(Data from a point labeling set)
####################
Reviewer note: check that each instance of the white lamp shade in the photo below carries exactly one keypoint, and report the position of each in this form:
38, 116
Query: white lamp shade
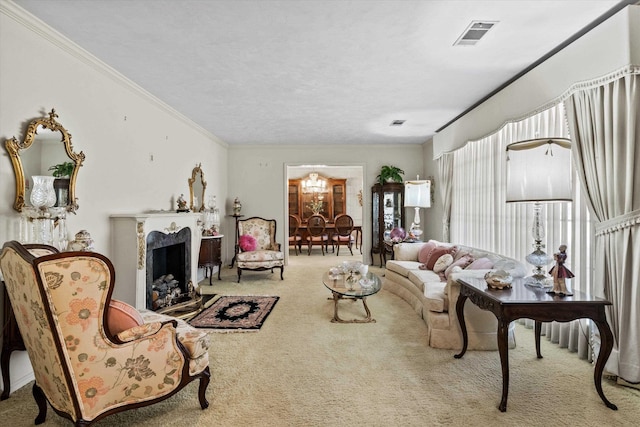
417, 194
539, 170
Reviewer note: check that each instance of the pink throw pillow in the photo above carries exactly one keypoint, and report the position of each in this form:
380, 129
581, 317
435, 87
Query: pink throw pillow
437, 253
121, 316
481, 264
425, 250
247, 243
461, 262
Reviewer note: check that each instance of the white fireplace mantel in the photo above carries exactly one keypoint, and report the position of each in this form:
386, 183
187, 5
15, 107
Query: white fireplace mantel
128, 243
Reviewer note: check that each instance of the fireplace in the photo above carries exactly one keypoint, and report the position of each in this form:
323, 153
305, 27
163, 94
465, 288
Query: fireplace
151, 245
168, 266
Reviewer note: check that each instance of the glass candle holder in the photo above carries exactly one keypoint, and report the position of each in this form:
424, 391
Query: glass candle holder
43, 194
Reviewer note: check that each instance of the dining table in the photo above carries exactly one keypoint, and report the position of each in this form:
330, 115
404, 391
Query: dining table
330, 229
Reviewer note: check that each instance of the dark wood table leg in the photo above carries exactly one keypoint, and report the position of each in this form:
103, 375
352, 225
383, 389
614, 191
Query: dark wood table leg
538, 329
463, 325
503, 348
606, 345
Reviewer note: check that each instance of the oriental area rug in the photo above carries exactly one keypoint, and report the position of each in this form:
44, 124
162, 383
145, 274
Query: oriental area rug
236, 313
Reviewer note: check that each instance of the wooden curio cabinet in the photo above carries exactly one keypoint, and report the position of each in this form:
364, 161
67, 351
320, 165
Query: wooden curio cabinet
333, 202
387, 212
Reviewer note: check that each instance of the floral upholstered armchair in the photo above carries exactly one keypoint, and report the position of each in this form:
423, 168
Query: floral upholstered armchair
257, 247
93, 356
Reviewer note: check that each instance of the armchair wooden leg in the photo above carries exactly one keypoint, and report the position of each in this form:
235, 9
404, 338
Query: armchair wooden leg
202, 389
41, 401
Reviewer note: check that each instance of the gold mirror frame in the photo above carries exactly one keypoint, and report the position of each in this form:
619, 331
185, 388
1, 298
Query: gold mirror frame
14, 146
193, 191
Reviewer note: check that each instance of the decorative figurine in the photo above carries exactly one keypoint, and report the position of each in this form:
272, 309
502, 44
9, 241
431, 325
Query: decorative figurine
237, 206
83, 242
182, 204
559, 273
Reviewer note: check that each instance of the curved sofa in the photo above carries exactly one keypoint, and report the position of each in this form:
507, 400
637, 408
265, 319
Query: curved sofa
433, 296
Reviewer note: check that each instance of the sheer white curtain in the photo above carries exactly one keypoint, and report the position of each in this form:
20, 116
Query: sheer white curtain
605, 122
445, 177
480, 217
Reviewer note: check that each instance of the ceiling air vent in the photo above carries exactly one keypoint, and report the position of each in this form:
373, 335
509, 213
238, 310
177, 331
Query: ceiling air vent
474, 32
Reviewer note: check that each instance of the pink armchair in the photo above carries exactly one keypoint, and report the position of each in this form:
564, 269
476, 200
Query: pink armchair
84, 370
257, 248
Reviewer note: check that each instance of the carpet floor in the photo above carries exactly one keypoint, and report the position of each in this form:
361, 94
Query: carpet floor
303, 370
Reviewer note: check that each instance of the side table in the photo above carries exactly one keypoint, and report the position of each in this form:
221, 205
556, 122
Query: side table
522, 301
210, 255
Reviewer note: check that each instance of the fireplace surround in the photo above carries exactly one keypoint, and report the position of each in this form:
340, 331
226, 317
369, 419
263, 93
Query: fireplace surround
135, 238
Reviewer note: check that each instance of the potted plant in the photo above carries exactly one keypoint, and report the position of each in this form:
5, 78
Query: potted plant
390, 174
62, 170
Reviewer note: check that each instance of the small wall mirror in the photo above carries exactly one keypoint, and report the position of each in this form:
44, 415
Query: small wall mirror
197, 187
46, 150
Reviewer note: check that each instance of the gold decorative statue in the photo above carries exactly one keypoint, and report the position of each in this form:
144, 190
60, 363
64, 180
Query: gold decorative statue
560, 273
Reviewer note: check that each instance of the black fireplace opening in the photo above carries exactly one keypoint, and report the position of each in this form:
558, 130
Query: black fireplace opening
168, 268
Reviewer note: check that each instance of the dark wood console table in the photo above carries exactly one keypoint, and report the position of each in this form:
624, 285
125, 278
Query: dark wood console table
210, 255
522, 301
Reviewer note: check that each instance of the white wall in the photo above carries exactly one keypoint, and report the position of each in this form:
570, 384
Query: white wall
612, 45
116, 124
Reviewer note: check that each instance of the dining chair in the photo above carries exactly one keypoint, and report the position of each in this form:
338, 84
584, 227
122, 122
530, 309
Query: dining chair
316, 227
343, 234
295, 239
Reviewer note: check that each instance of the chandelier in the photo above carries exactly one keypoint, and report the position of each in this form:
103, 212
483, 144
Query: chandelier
314, 184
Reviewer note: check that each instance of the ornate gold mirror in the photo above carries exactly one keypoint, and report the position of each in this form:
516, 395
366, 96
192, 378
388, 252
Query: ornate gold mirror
197, 187
46, 150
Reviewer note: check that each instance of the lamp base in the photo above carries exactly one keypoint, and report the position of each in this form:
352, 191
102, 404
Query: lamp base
417, 233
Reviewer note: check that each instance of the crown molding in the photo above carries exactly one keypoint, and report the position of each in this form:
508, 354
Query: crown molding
43, 30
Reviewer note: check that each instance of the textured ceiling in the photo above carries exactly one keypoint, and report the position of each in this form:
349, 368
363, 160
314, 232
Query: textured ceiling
317, 72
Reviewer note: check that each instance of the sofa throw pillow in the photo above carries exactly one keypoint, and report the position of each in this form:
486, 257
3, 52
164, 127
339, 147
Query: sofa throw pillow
121, 316
437, 253
442, 263
425, 251
247, 243
481, 264
461, 263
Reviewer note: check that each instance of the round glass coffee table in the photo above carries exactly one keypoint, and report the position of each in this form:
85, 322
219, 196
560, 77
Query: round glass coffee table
356, 287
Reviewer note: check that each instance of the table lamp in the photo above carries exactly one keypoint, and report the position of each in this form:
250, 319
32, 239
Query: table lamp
539, 171
417, 194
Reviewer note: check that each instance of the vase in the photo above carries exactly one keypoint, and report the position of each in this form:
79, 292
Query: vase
43, 195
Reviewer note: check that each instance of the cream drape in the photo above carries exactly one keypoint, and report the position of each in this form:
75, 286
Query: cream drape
445, 177
605, 127
480, 216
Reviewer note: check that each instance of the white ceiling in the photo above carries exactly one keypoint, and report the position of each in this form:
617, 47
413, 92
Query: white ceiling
317, 72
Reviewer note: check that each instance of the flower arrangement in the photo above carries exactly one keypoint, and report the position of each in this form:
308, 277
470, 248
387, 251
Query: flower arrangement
315, 206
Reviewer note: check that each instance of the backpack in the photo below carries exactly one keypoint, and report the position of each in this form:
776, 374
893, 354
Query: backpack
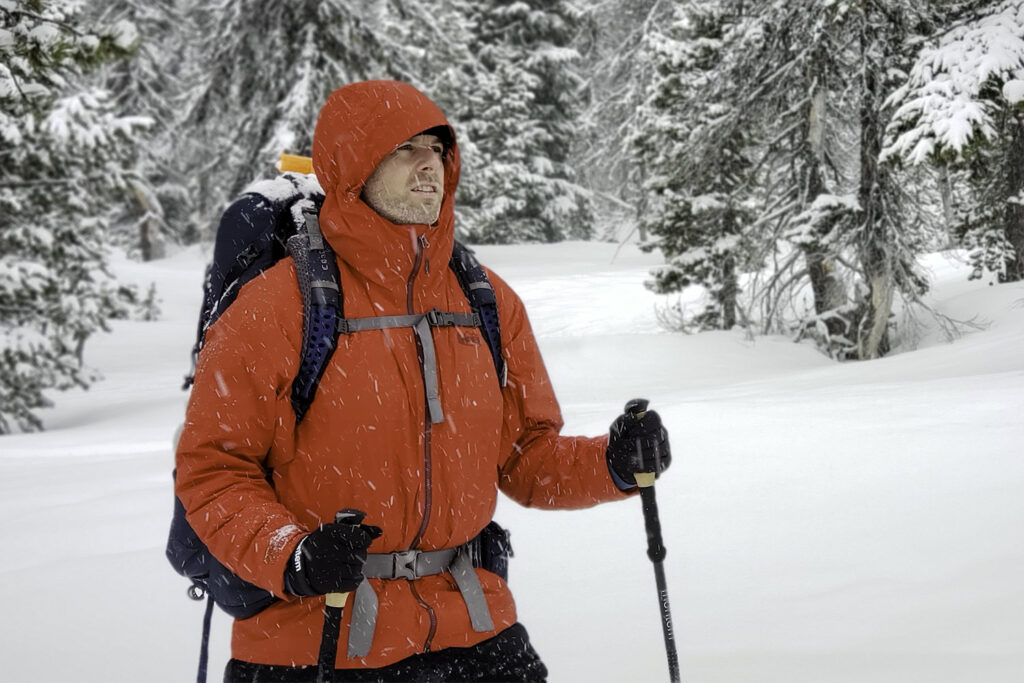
273, 219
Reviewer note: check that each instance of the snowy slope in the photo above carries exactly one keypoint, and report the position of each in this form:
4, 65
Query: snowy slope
824, 522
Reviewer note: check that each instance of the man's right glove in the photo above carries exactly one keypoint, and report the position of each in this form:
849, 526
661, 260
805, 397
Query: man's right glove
637, 442
330, 558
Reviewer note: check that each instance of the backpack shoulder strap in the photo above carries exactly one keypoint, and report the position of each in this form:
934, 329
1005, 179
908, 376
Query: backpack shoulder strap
473, 281
320, 284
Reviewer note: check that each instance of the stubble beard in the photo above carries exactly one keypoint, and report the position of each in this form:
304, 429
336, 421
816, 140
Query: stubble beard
401, 211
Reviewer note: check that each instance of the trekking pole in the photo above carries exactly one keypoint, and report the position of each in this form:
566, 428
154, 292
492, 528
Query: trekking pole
333, 612
655, 548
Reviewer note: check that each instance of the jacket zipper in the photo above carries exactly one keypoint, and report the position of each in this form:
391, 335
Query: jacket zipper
421, 245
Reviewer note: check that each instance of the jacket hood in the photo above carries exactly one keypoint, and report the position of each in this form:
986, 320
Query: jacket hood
364, 122
359, 125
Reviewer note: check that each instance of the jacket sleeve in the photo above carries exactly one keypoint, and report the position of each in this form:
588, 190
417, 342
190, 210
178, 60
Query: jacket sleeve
540, 467
239, 410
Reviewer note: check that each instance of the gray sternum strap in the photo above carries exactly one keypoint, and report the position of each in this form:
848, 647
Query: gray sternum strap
412, 564
421, 324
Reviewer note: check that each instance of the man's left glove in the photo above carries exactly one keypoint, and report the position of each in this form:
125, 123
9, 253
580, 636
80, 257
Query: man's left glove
330, 558
637, 442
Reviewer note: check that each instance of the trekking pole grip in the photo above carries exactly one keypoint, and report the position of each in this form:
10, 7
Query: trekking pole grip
655, 546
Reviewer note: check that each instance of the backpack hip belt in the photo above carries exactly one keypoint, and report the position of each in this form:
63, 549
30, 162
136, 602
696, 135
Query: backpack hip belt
412, 564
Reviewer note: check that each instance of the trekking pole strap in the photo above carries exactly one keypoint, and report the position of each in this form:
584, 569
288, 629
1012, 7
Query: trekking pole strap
412, 564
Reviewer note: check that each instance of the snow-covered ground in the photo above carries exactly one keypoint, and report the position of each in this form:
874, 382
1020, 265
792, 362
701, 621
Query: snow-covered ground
824, 522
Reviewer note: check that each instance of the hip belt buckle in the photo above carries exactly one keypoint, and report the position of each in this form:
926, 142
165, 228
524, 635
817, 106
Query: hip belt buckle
403, 564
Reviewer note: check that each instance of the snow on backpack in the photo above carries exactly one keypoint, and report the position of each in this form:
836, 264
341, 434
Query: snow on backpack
273, 219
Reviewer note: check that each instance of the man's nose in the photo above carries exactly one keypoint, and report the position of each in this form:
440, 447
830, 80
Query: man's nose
427, 159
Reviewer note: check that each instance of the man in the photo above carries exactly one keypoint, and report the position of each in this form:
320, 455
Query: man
419, 442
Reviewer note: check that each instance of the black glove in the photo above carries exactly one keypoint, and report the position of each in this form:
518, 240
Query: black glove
636, 426
330, 559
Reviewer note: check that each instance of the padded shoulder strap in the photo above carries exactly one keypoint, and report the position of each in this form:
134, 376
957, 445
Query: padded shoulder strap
473, 280
320, 285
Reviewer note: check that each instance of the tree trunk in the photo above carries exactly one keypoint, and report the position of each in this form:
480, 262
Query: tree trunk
1014, 216
828, 291
151, 243
876, 247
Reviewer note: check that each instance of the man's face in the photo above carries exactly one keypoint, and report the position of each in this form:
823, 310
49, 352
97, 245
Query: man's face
409, 184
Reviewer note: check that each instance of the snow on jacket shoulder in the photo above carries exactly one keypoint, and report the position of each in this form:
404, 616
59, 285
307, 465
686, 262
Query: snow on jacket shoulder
253, 482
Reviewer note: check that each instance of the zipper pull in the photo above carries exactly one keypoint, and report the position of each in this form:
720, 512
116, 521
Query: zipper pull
426, 261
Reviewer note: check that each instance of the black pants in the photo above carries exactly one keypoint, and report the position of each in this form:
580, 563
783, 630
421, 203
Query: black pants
508, 657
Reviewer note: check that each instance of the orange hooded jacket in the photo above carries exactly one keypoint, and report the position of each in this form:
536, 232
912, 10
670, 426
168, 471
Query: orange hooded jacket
367, 441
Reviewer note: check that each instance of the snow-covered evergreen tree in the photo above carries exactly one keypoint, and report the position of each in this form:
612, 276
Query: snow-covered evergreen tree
262, 71
65, 151
963, 107
150, 84
617, 77
522, 118
697, 167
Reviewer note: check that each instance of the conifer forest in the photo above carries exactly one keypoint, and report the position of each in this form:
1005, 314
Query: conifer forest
792, 160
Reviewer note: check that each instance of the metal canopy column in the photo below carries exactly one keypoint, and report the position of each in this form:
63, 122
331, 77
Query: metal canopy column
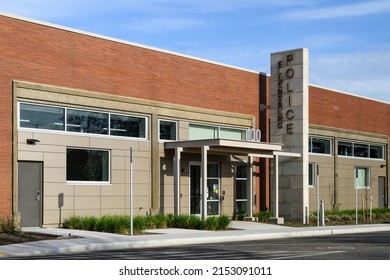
204, 181
249, 185
176, 177
276, 165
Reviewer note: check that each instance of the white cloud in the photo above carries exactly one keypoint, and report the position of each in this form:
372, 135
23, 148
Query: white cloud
341, 11
363, 74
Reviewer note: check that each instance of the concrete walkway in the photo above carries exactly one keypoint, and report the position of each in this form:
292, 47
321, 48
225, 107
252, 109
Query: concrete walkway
243, 231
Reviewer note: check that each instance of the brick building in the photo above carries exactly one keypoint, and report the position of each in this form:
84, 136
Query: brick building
75, 105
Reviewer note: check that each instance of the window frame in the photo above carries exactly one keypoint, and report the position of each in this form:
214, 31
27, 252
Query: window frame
367, 174
81, 182
19, 105
176, 130
369, 145
321, 138
65, 124
216, 129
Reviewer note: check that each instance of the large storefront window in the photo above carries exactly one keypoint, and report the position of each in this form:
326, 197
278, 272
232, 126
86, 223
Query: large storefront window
241, 189
167, 130
361, 150
127, 126
87, 165
320, 146
198, 131
34, 116
41, 117
86, 121
362, 177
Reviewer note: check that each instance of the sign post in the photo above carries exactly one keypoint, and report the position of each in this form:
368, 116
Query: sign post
317, 171
131, 190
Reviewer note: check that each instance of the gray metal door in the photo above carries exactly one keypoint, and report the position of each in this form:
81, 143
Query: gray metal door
30, 193
381, 192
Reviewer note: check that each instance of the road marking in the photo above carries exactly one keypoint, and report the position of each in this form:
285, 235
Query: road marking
308, 255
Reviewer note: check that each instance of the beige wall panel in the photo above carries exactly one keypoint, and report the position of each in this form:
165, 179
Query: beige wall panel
23, 135
52, 203
55, 160
120, 153
87, 212
62, 139
54, 175
118, 162
114, 211
88, 190
141, 164
30, 155
114, 190
53, 189
139, 190
87, 202
42, 148
109, 202
141, 201
120, 177
183, 130
120, 143
144, 146
141, 177
54, 218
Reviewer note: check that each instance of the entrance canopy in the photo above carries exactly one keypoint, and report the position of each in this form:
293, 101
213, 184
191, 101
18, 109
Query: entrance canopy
223, 147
####################
Exercise aim
Copy out the data again, beginning at the line that has "Reviewer note: check that each instance of the beige" and stopping after the last line. Add 64 to both numbers of every answer point coordinate, and leave all other lines unchanged.

Solved exercise
Reviewer note: check that each instance of the beige wall panel in the photo above carries exactly one keypoint, and report the position of each in this form:
165, 179
Query: beige wall panel
87, 199
116, 267
119, 224
184, 217
151, 276
126, 203
118, 239
182, 226
178, 275
152, 254
205, 228
94, 219
178, 254
117, 253
203, 254
151, 266
106, 212
173, 266
205, 265
184, 241
247, 194
184, 207
208, 210
205, 241
118, 282
Reviewer note: check that each instance of the entrance canopy in the photo above carries exactly one keypoint, and report the position of each in this form:
293, 101
213, 184
191, 101
18, 109
Query: entrance canopy
287, 211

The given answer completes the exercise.